• **Given exercise**
Starting at the line with "Indicate the airplane nose" in it, reproduce each line below through the last one, exactly, and include nothing else.
━━ Task input
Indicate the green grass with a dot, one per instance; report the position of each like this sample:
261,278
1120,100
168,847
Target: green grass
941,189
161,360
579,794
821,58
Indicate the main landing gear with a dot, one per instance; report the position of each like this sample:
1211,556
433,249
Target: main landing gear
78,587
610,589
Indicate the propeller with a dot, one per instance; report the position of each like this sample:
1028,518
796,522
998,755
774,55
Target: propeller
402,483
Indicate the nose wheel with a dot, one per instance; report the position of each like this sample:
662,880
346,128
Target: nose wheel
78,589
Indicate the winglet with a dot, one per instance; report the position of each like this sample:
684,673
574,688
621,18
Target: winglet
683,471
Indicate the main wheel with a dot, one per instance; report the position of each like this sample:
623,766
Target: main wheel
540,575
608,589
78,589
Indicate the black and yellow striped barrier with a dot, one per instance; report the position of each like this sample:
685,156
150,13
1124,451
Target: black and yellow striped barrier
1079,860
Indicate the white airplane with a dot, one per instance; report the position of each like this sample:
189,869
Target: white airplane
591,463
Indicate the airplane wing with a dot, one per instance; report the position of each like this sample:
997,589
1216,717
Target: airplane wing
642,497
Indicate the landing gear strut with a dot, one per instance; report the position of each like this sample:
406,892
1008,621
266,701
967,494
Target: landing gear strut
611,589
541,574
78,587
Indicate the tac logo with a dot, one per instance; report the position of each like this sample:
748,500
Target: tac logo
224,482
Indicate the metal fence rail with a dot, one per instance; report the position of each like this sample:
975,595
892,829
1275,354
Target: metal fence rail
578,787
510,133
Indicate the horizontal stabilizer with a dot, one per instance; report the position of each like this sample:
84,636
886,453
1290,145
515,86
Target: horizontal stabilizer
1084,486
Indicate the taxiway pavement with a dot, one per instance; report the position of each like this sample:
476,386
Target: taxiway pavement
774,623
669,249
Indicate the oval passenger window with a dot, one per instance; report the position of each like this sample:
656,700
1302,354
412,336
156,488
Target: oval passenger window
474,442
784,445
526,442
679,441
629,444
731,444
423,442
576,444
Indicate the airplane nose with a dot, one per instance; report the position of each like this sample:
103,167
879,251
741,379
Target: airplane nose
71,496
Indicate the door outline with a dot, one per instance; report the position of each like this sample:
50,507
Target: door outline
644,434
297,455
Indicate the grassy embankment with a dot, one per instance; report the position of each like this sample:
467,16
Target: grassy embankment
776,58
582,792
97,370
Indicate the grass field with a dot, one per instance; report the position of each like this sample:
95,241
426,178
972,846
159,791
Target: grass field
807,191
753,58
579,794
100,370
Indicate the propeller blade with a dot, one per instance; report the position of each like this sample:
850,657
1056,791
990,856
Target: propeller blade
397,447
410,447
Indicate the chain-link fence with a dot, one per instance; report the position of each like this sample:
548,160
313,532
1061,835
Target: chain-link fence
━━━━
• **Reply**
Indicate the airplane nose with a dot, one per instance; report the position of each like this sample:
103,167
879,251
741,379
Target: airplane nose
71,496
Indicate the door outline with a dot, one per instance; report the position of each like this sample:
50,507
Target: door outline
644,434
297,455
Indicate the grassy embankment with a dot, one per instance; report the position of each like this sample:
467,16
Target: grassy embankment
776,58
582,792
97,370
Indicate the grass field with a dot, one per instance; report the position of each like this sample:
95,241
426,178
972,846
159,791
Target: grass field
807,191
753,58
579,794
100,370
Indicate the propeller blade with a dot, one per instance; report the position of each like this sample:
850,657
1056,791
990,856
Target: propeller blade
397,447
410,447
Indicate the chain-link fence with a dot, one per instance; report the position of each like this sample:
548,160
313,532
1061,835
Target: chain-link fence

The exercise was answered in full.